→ **Extract provided**:
==*==
Just as Facebook, Twitter and Google clearly are media companies — except in the narrow eyes of the law — reader comments should be viewed plainly as well for what they are: an inextricable part of a published story.
Civil Beat recently changed its reader commenting system, again. But the industry as a whole is missing many opportunities to encourage citizen journalism — inspiring everyone in society to practice and engage in thoughtful journalistic behaviors.
Why else bother with comments?
When I started working in the newspaper business, in the mid-1990s, one of my regular assignments was to go to a local mall and ask random people what they thought about various topics in the news, usually related to something timely and controversial.
What I collected from the “man on the street” was snippets of immediate thoughts, usually a sentence of two, from busy people convinced to take a break and talk. They were reflective of what someone might say on the spot, in public and to a stranger. Never insightful, rarely interesting.
==*==
→ **Recorded information**:
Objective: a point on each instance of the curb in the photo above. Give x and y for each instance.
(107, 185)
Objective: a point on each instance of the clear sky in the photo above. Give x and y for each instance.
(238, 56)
==*==
→ **Complete the following**:
- A) In the piece on reader comments, replace "busy people" with "hurried shoppers" and write out the passage from "What I collected" to "insightful, rarely interesting.".
- B) Condense the paragraph of the reader comments piece that begins "When I started working in the newspaper business" into one shorter sentence that keeps its main facts.
- C) Go on with the opinion piece on reader comments, picking up after its final sentence.

→ **Results of the exercise**:
- A)
What I collected from the “man on the street” was snippets of immediate thoughts, usually a sentence of two, from hurried shoppers convinced to take a break and talk. They were reflective of what someone might say on the spot, in public and to a stranger. Never insightful, rarely interesting.

- B) In the mid-1990s, newly in the newspaper business, the writer was regularly sent to a local mall to ask random people their views on timely, often controversial news topics.

- C)
We published those weekly in a collection of responses, with “mug shots” of each person; always five (an odd number, so some perspective appeared to be dominant, even though the sampling was of convenience and entirely unscientific). The segment filled space on the page, illustrated the paper’s local ties and demonstrated that we really were talking to our readers.
Another entry-level job I had for a while was confirming letters to the editor. For that, I would get a stack of mostly handwritten letters (yes, really, pen on paper, and often in cursive) that had to have a full (and real) name and a phone number on them to be publishable. Anonymous letters were tossed. Editors picked the best. The ones that survived the culling were relatively meaningful.
My task was to call the writer, talk voice to voice (not just leave a message) and ask if that person wrote the letter and still wanted it published. If so, I would type it in, and the letter might make it into the paper within a few weeks, or so, depending on the backlog.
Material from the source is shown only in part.